> _Material erkunden_:
(a) Gib den Absatz des Beitrags, der mit „gestern hatte ich das Glück“ beginnt, kürzer als Stichpunktliste wieder und behalte dabei seine wichtigsten Fakten.
(b) Erkläre in ein bis drei Sätzen, weshalb im Beitrag der Versuch gestartet wird, hier ausgiebiger über die Frage zu diskutieren.
(c) Kopiere aus dem Beitrag den Abschnitt, der mit „Liebes Lage-Team und“ anfängt und mit „für alle steht.“ aufhört.

Liebes Lage-Team und liebe Lage-Hörer*innen
gestern hatte ich das Glück, u.a. Herrn Buermeyer persönlich über Zoom eine Frage zu stellen, die sich dem Diskussionsthema „Rechtsetzung und Rechtdurchsetzung in der Corona-Pandemie“ angliedert. Leider sind die Antworten zeitbedingt etwas kurz ausgefallen und ich starte den Versuch, hier etwas ausgiebiger darüber zu diskutieren. Die Frage bezog sich auf die Verhältnismäßigkeit der massiven Grundrechtseinschränkungen bei Immunitätszahlen in der Bevölkerung, die sicherstellen, dass das Gesundheitssystem (i.e. Intensivstationen) nicht überlastet ist und ein Impfangebot für alle steht.

(Daten zum Zeigen auf Regionen)
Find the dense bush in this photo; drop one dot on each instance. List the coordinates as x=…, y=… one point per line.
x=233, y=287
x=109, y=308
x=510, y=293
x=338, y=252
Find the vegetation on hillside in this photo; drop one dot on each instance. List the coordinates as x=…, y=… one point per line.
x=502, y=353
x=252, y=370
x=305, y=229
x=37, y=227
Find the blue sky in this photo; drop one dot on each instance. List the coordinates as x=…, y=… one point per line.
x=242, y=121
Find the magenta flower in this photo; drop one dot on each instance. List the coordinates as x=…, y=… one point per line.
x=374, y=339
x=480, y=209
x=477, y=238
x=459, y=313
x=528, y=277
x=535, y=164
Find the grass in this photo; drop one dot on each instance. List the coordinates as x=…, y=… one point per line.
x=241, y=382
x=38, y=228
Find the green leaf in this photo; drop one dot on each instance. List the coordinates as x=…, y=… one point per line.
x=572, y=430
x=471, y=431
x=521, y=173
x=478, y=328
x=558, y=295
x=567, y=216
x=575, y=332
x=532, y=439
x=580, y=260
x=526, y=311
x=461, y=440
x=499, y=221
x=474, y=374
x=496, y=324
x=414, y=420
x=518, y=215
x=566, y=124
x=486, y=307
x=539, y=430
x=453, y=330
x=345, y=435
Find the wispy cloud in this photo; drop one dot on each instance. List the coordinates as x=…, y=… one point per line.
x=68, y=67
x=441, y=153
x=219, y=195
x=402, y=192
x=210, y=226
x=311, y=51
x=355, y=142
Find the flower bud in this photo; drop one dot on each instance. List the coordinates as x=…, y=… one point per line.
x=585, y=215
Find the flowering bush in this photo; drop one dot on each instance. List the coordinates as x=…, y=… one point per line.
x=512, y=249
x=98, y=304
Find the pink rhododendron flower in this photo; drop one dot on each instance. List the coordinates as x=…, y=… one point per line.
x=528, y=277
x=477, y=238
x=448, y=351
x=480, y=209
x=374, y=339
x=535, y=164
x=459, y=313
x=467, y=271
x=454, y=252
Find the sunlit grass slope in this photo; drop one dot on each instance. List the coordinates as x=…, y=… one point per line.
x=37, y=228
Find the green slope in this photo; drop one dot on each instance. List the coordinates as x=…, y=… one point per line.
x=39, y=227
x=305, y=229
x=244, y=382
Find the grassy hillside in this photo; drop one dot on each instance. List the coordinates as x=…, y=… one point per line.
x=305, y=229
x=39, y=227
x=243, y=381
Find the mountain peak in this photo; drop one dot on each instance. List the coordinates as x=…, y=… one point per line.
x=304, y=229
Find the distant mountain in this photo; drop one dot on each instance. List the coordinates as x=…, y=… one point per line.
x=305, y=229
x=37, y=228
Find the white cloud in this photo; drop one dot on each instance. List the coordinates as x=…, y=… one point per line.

> _Lösungen_:
(a)
- Gestern wurde per Zoom unter anderem Herrn Buermeyer eine Frage gestellt, die zum Thema „Rechtsetzung und Rechtdurchsetzung in der Corona-Pandemie“ gehört.
- Die Antworten fielen aus Zeitgründen eher kurz aus, daher soll hier ausführlicher diskutiert werden.
- Die Frage betraf die Verhältnismäßigkeit massiver Grundrechtseinschränkungen bei einer Immunität in der Bevölkerung, die eine Überlastung des Gesundheitssystems (der Intensivstationen) verhindert und bei der allen ein Impfangebot zur Verfügung steht.

(b) Die Antworten auf die per Zoom gestellte Frage sind zeitbedingt etwas kurz ausgefallen. Deshalb soll das Thema hier ausführlicher besprochen werden.

(c)
Liebes Lage-Team und liebe Lage-Hörer*innen
gestern hatte ich das Glück, u.a. Herrn Buermeyer persönlich über Zoom eine Frage zu stellen, die sich dem Diskussionsthema „Rechtsetzung und Rechtdurchsetzung in der Corona-Pandemie“ angliedert. Leider sind die Antworten zeitbedingt etwas kurz ausgefallen und ich starte den Versuch, hier etwas ausgiebiger darüber zu diskutieren. Die Frage bezog sich auf die Verhältnismäßigkeit der massiven Grundrechtseinschränkungen bei Immunitätszahlen in der Bevölkerung, die sicherstellen, dass das Gesundheitssystem (i.e. Intensivstationen) nicht überlastet ist und ein Impfangebot für alle steht.